#### TASK:
All lines from the one bearing "Query: patterned area rug" through the end of the data below must be printed exactly as they stand, with pictures removed.

(Image point grounding data)
**********

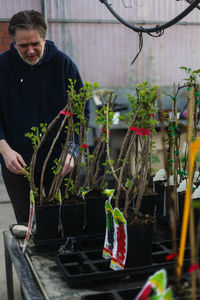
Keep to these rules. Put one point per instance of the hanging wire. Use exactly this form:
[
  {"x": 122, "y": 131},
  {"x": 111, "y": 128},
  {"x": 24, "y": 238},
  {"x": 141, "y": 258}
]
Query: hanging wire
[
  {"x": 193, "y": 4},
  {"x": 140, "y": 47},
  {"x": 158, "y": 30}
]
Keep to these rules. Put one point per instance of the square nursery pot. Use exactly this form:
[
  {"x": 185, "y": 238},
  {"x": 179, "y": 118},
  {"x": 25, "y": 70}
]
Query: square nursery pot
[
  {"x": 148, "y": 204},
  {"x": 47, "y": 222},
  {"x": 139, "y": 252},
  {"x": 95, "y": 214},
  {"x": 73, "y": 219}
]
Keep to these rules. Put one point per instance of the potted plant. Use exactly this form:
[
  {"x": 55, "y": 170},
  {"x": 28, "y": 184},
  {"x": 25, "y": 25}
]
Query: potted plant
[
  {"x": 133, "y": 169},
  {"x": 71, "y": 122}
]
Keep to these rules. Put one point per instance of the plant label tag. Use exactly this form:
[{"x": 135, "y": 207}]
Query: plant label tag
[
  {"x": 109, "y": 236},
  {"x": 120, "y": 241}
]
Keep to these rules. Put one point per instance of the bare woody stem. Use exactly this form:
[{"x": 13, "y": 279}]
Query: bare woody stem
[{"x": 33, "y": 160}]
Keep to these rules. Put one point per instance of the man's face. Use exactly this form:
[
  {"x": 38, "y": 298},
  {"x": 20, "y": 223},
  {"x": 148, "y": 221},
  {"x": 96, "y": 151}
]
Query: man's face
[{"x": 29, "y": 45}]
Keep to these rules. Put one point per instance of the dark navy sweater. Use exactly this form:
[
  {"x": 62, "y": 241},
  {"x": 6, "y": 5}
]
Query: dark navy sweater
[{"x": 30, "y": 95}]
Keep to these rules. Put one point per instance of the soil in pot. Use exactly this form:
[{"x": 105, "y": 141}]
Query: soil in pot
[
  {"x": 47, "y": 222},
  {"x": 140, "y": 235}
]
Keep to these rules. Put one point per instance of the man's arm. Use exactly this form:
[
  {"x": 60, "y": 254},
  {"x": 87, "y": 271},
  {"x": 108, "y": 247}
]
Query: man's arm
[{"x": 13, "y": 160}]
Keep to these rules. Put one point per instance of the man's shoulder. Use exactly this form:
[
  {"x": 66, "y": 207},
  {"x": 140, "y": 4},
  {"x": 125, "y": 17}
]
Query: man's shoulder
[{"x": 4, "y": 57}]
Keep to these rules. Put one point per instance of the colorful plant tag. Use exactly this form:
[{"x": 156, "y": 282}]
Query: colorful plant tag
[
  {"x": 109, "y": 193},
  {"x": 30, "y": 221},
  {"x": 120, "y": 241},
  {"x": 109, "y": 236},
  {"x": 60, "y": 226},
  {"x": 155, "y": 288}
]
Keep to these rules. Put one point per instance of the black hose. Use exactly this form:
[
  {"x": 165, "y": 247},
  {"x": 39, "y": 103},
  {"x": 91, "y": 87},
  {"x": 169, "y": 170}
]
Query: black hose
[{"x": 157, "y": 28}]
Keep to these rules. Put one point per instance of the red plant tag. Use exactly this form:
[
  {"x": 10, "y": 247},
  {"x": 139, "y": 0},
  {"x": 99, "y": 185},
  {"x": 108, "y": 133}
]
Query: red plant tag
[
  {"x": 104, "y": 131},
  {"x": 140, "y": 131},
  {"x": 84, "y": 146},
  {"x": 66, "y": 113},
  {"x": 171, "y": 256},
  {"x": 193, "y": 268}
]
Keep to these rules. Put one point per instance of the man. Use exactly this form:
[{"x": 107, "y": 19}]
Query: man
[{"x": 34, "y": 76}]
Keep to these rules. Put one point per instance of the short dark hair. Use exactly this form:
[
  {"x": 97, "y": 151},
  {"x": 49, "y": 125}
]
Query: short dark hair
[{"x": 27, "y": 19}]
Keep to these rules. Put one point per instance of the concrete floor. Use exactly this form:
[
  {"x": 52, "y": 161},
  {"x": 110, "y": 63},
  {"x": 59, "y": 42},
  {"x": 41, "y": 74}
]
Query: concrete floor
[{"x": 6, "y": 218}]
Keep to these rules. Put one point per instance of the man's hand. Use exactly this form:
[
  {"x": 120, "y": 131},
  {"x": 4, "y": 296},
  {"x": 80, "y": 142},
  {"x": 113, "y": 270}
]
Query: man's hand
[
  {"x": 68, "y": 165},
  {"x": 13, "y": 160}
]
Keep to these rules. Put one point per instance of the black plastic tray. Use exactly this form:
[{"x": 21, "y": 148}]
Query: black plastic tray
[
  {"x": 127, "y": 294},
  {"x": 70, "y": 244},
  {"x": 89, "y": 267}
]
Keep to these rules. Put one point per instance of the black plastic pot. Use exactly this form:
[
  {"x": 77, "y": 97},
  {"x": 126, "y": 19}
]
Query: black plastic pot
[
  {"x": 162, "y": 215},
  {"x": 181, "y": 201},
  {"x": 47, "y": 222},
  {"x": 89, "y": 268},
  {"x": 139, "y": 251},
  {"x": 73, "y": 219},
  {"x": 95, "y": 215},
  {"x": 149, "y": 203}
]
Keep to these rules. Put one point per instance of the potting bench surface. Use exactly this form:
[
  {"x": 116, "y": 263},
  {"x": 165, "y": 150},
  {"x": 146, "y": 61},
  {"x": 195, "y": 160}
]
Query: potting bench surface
[
  {"x": 77, "y": 271},
  {"x": 40, "y": 277}
]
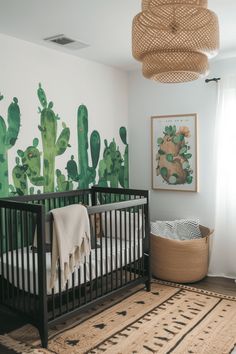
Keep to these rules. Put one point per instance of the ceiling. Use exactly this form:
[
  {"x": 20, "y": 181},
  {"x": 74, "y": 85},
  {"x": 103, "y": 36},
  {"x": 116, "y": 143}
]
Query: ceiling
[{"x": 103, "y": 24}]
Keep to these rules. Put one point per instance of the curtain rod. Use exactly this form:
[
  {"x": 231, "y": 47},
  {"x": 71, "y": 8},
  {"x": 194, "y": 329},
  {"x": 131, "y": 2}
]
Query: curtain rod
[{"x": 216, "y": 79}]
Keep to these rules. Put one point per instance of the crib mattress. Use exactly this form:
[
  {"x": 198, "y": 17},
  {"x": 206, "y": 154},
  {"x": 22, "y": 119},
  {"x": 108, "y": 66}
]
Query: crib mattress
[{"x": 21, "y": 270}]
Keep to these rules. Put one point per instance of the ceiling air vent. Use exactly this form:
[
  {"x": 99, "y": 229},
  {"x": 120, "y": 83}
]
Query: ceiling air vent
[{"x": 62, "y": 40}]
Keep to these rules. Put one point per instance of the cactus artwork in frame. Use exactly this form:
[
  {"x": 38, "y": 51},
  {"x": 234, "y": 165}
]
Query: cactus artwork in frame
[{"x": 174, "y": 152}]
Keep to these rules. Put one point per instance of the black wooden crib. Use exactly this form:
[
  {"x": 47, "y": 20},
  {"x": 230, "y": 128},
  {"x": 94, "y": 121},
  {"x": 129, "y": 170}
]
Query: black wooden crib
[{"x": 119, "y": 224}]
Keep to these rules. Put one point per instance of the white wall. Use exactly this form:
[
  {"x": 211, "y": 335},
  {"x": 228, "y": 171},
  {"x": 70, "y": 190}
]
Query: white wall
[
  {"x": 148, "y": 98},
  {"x": 68, "y": 82}
]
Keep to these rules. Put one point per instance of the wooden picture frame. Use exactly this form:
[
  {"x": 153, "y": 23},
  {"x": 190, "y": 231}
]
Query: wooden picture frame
[{"x": 174, "y": 152}]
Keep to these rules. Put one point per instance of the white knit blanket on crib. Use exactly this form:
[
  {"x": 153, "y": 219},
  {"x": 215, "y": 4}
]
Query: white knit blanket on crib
[{"x": 71, "y": 240}]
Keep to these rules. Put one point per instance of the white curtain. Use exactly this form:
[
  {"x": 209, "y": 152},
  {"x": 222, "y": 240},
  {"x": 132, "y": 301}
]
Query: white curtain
[{"x": 223, "y": 255}]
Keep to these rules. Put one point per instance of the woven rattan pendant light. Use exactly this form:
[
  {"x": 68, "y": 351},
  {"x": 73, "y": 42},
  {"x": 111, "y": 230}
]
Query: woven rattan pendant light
[{"x": 174, "y": 39}]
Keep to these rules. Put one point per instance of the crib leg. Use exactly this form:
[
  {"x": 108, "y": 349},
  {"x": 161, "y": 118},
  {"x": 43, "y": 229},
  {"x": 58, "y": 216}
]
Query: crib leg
[{"x": 44, "y": 336}]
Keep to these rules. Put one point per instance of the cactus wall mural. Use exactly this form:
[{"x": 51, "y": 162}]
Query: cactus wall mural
[{"x": 35, "y": 169}]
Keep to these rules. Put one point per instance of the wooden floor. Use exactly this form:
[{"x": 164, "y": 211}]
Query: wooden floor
[{"x": 219, "y": 285}]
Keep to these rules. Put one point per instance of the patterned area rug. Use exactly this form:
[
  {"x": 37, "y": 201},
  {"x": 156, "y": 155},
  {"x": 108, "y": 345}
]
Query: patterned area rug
[{"x": 169, "y": 319}]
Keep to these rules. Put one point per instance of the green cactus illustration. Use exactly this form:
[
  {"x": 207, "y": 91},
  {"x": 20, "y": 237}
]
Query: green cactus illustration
[
  {"x": 19, "y": 177},
  {"x": 52, "y": 146},
  {"x": 8, "y": 137},
  {"x": 83, "y": 173},
  {"x": 110, "y": 165},
  {"x": 62, "y": 184},
  {"x": 124, "y": 170}
]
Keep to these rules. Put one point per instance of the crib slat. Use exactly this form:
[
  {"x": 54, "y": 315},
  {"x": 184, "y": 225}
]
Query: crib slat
[
  {"x": 111, "y": 248},
  {"x": 116, "y": 247},
  {"x": 101, "y": 251}
]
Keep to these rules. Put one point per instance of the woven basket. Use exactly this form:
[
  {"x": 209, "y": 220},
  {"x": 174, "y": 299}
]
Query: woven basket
[{"x": 180, "y": 261}]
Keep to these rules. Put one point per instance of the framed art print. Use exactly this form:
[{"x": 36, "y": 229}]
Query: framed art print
[{"x": 174, "y": 152}]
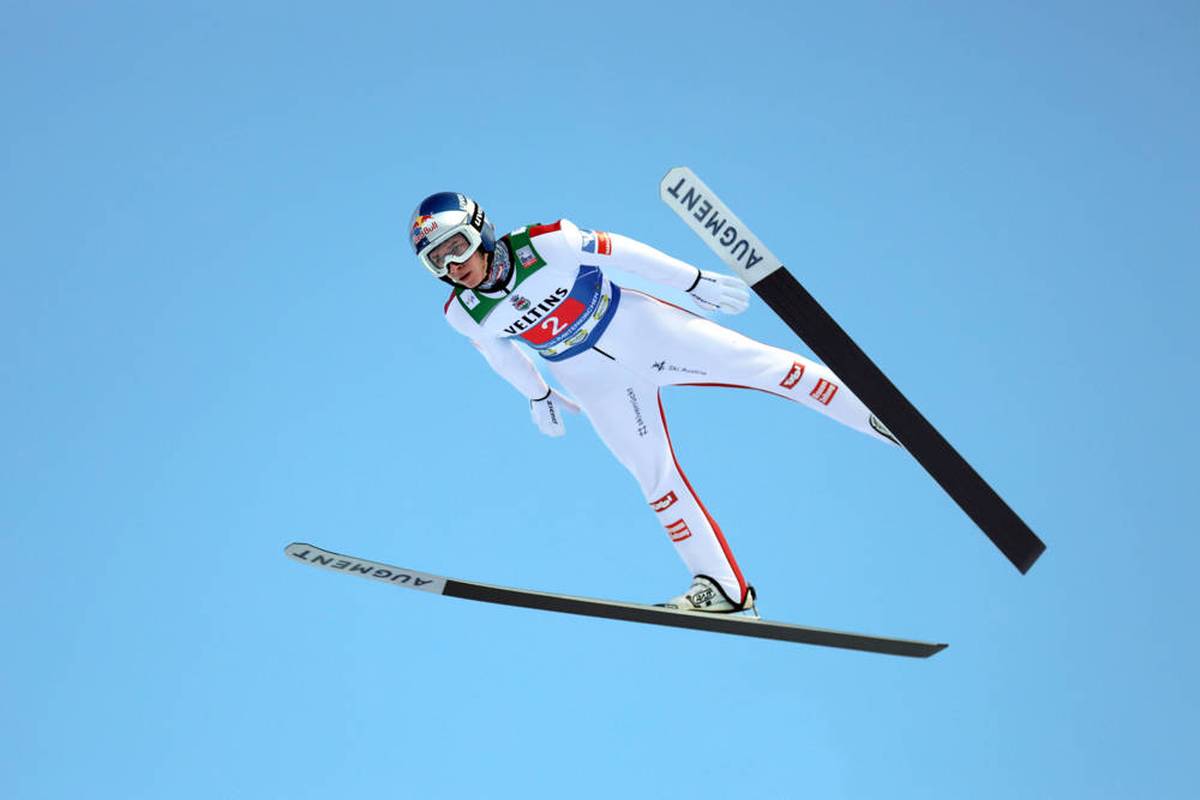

**********

#### SOLUTION TO THIS TASK:
Query: patterned area rug
[{"x": 169, "y": 319}]
Keep to these rules. Put one point per instance of the green cactus illustration. Use exactly this form:
[
  {"x": 207, "y": 91},
  {"x": 20, "y": 237}
]
Query: green cactus illustration
[
  {"x": 19, "y": 177},
  {"x": 52, "y": 146},
  {"x": 8, "y": 137},
  {"x": 83, "y": 173},
  {"x": 110, "y": 165},
  {"x": 62, "y": 184},
  {"x": 124, "y": 170}
]
Keep to these rules. Put one point per instance of the crib slat. Use exactly this form:
[
  {"x": 54, "y": 315},
  {"x": 184, "y": 225}
]
Query: crib slat
[
  {"x": 111, "y": 248},
  {"x": 116, "y": 247},
  {"x": 101, "y": 251}
]
Keep to these rules. Put one point per instance of the woven basket. Use exactly this form:
[
  {"x": 209, "y": 220},
  {"x": 174, "y": 299}
]
Query: woven basket
[{"x": 180, "y": 261}]
Keep to these rules. Put one point per instance of the framed art print. Use exactly this form:
[{"x": 36, "y": 229}]
Query: framed art print
[{"x": 174, "y": 152}]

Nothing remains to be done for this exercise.